**Page extract**
Segment Open

The delayed arrival to Naples (Napoli) caused some trouble with our check-in to our Air BnB. The host had arranged to meet us at our original time and although he said he would be able to accommodate us when we arrived later, there were some problems with communication and we ended up waiting for 45 minutes for someone to arrive and let us into the apartment. As a result, the day was shot. Instead of sightseeing, we walked to the Carrefour (a French grocery store chain) and bought some food to cook in the kitchen for breakfast. A local pizza joint, of course, was for dinner. After that, we finalized our plans for Naples, which would be busier than we had originally intended, and got to sleep early so we could start fresh the next day.
The next day we arrived at Pompeii right as it was opening to the public. Originally, we thought we would spend 2-3 hours here and then hop on the Circumvesuvania train on down to Sorrento and then catch a bus over to Positano on the Amalfi coast. However, Pompeii is big. Like, really big. I had no idea the size of the volcanic ash-covered town would be so great. This is one of my favorite places we have been and is incredibly impressive. Impressive as well is the fact that archaeologists have excavated so much of the city. As Jared pointed out, and as we saw in the Napoli Archaeological Museum the next day, the work in the excavation of the site itself is almost as impressive as the actual site. When it was discovered, neither the tools nor the knowledge needed to properly excavate the ruins existed, and the technologies and techniques developed for Pompeii have had a tremendous impact in other archaeological excavations in Italy and beyond. As I have mentioned before, certain sites of ancient ruins require a visitor to use their imagination to reconstruct the buildings and the activities that might have taken place in those buildings. At Pompeii, the buildings are there and the streets are there and there are still vivid frescos on the walls and you can see the baths and the old cafeterias. I felt as though I were a visitor to the town in 70 AD rather than a tourist seeing ruins in 2015. I can’t imagine that anything like it exists elsewhere.
I was trying to keep track of the sites and the corresponding number description so I would know what everything was, but I don't have enough fingers....
The Temple of Isis, one of the most intact structures at Pompeii
It is easy to feel small and insignificant around so much history
The Amphitheatre at Pompeii is the oldest surviving Roman Amphitheatre and predates the one in Rome by almost a century
Some of the surviving colors are still so vivid
Entire walls maintained their color, it is truly impressive
After spending a surprising 4 hours wandering through Pompeii, we were sweaty and tired. However, we pushed on and ate our picnic sandwiches (noticing a theme?) and headed on to Sorrento and then took a 50 minute bus to Positano to see the famed Amalfi coast. It was as beautiful as we’d heard and we spent the afternoon (somewhat) leisurely strolling through the town. When we were done, it was another bus to take another train to then take the metro to our apartment. Gotta love public transportation.

Segment Closed

**Information supplied**
Segment Open

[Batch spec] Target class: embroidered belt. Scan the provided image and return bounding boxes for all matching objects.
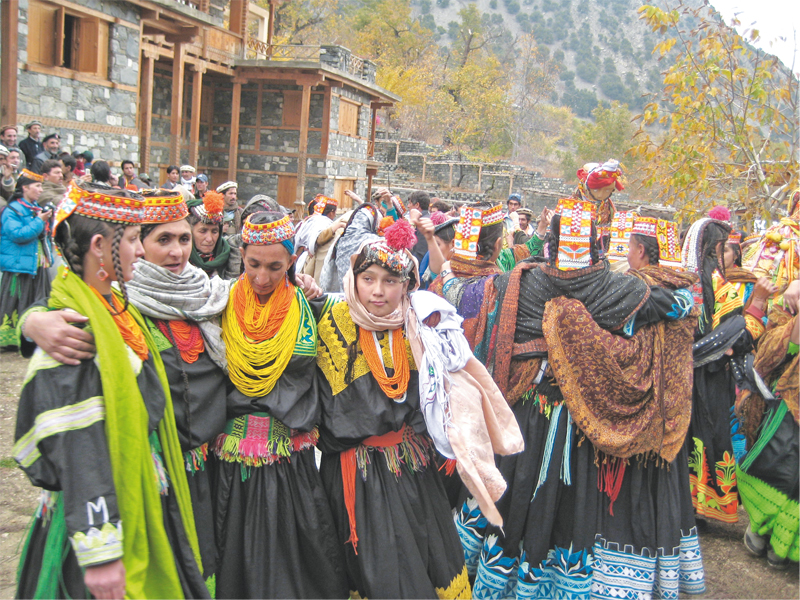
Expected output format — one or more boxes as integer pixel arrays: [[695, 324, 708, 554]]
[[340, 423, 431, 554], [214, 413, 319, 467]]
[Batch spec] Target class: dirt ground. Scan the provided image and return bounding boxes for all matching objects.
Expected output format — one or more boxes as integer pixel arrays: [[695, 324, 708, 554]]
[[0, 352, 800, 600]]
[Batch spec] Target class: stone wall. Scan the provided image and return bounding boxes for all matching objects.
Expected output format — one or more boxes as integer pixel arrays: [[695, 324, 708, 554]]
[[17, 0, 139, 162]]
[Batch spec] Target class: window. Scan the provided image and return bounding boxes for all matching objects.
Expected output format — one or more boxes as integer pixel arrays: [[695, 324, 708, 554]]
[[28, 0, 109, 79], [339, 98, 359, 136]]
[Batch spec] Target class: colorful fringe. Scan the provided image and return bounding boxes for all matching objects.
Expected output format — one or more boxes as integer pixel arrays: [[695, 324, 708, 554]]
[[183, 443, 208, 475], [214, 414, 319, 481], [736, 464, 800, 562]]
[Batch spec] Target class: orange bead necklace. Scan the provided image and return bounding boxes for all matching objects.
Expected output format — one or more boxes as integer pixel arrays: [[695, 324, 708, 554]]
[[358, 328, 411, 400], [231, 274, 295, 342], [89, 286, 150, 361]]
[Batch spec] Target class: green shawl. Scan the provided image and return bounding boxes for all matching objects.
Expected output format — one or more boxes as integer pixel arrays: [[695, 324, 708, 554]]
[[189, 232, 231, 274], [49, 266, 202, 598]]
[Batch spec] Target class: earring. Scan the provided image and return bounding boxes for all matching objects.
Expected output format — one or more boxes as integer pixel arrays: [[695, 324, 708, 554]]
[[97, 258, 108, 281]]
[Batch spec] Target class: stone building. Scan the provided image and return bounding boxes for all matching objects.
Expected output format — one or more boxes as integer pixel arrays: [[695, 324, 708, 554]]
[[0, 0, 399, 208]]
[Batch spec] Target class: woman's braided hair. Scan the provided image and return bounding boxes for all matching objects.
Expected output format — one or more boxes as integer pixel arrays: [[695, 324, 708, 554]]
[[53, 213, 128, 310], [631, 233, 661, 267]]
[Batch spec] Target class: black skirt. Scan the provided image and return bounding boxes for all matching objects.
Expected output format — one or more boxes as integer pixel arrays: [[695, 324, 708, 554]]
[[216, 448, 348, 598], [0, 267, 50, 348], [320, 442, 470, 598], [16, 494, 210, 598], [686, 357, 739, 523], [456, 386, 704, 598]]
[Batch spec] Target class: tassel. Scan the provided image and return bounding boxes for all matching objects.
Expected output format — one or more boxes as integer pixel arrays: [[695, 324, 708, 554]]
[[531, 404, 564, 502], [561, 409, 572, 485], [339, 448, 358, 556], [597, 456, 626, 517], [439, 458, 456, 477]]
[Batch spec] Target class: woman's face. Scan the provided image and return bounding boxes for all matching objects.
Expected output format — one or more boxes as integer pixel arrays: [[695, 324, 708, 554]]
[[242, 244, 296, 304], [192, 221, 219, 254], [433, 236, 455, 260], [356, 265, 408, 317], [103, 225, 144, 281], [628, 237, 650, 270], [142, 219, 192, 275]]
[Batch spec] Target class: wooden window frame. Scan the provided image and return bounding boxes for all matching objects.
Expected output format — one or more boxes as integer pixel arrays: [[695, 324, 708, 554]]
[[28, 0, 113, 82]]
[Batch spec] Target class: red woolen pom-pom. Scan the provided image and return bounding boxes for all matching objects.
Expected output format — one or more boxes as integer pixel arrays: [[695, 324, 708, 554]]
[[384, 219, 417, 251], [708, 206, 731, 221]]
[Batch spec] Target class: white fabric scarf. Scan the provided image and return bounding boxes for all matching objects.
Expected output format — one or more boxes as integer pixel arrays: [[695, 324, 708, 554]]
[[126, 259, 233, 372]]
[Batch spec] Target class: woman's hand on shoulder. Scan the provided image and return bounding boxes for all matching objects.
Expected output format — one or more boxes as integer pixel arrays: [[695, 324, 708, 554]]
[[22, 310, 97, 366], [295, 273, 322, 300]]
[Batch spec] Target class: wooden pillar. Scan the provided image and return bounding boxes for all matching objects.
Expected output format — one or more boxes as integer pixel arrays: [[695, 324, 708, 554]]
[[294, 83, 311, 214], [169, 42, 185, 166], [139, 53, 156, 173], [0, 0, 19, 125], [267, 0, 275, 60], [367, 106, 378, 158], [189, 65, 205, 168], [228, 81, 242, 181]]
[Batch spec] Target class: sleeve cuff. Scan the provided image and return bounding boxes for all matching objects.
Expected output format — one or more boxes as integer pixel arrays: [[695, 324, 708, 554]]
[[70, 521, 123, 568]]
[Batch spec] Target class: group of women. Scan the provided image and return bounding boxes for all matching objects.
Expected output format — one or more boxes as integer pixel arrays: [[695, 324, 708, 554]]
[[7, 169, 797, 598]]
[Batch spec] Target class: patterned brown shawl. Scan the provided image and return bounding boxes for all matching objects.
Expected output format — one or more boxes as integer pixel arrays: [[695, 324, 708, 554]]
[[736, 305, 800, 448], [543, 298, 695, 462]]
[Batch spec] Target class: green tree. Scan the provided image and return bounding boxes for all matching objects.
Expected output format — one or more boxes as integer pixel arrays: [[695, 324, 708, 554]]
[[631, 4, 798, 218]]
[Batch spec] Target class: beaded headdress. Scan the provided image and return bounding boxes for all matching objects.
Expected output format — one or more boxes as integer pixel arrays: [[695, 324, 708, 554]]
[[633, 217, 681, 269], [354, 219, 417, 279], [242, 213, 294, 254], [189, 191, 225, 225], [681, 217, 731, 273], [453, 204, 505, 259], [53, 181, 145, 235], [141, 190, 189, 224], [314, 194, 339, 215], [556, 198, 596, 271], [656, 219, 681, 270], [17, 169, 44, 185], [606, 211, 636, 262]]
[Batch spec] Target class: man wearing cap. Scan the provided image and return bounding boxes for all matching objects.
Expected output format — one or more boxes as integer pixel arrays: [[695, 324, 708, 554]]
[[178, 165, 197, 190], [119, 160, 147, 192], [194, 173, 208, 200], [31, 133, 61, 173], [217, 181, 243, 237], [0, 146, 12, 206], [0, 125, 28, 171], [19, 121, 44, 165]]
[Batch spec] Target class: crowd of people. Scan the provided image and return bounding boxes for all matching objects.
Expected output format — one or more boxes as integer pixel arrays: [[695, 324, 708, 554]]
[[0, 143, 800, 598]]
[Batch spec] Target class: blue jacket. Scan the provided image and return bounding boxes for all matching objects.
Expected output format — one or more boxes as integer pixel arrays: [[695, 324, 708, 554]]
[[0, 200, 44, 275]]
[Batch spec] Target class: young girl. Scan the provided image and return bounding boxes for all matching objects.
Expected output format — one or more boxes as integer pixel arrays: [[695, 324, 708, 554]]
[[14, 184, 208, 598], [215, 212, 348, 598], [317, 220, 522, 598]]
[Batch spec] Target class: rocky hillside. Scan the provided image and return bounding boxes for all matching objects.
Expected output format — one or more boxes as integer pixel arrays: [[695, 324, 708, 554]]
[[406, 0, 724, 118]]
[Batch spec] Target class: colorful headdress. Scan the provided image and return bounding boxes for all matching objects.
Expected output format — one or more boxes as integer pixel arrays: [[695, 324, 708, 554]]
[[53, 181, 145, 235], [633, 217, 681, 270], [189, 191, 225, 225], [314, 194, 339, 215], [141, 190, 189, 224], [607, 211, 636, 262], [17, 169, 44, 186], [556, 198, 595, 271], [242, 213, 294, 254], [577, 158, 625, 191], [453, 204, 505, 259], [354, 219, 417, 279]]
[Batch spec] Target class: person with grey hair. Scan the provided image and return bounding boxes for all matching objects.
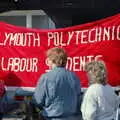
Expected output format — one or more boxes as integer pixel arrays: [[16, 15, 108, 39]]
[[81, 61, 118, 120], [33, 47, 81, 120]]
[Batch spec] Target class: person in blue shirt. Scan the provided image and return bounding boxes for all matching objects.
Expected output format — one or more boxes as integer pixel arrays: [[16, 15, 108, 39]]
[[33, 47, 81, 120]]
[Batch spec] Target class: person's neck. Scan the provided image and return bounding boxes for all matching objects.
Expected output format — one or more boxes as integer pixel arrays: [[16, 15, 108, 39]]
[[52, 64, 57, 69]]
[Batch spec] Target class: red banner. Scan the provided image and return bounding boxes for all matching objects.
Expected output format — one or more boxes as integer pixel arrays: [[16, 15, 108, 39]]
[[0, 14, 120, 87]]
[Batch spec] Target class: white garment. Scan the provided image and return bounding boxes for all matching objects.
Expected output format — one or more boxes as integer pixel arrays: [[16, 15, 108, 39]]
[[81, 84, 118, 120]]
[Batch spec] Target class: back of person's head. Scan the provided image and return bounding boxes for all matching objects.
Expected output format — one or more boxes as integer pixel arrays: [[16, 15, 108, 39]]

Segment Closed

**Problems to work on**
1. In the Naples and Pompeii travel account, how long did the travelers wait for someone to let them into the apartment?
2. Transcribe the Naples and Pompeii travel account from "I was trying" up to and including "have enough fingers....".
3. Pick up the Naples and Pompeii travel account where it stops and continue writing it.

**Responses for each task**
1. 45 minutes.

2.
I was trying to keep track of the sites and the corresponding number description so I would know what everything was, but I don't have enough fingers....

3.
The drive itself is an attraction and with views like this, it is easy to see why.
The reason the strolling was only somewhat leisurely is because there were lots of stairs to get to the beach and what goes down, must come up...
Our last day in Napoli we spent in… Napoli! Our first stop was the Museo de Sansevero. This is the home of the famed statue The Veiled Christ. I learned about this statue in my Art History class in college. Unfortunately, we weren’t able to take pictures in the museum, but The Veiled Christ along with the other statues in the small collection were stunning. The details of the statue are remarkable; from the way the veil seems to sink in to the holes in Christ’s hands to the lace embroidery of the veil. It is something that I won’t soon forget. Also in this museum are the anatomical men. These are bones of a male and a female with near-perfect reproductions of the circulatory system. Researchers are still unsure how this precise replica of a complex biological system was achieved in the 18th century. One theory is that the creator had a way of injecting a liquid metal into the veins for it to then harden and create the resultant effect of veins and arteries. This little museum held a whole lot of wow, that’s for sure.
The rest of the day we visited several other churches, including the Duomo of Napoli, where a wedding carried on despite the presence of dozens of tourists. We also ate at the birthplace of the margherita pizza and visited the National Archaeological Museum, where there are several artifacts from Pompeii and an impressive collection of statues moved from Rome.
Location: Unknown Subjects: Selfie Crazy Fools
Wedding at the Duomo
The next morning it was off to Rome!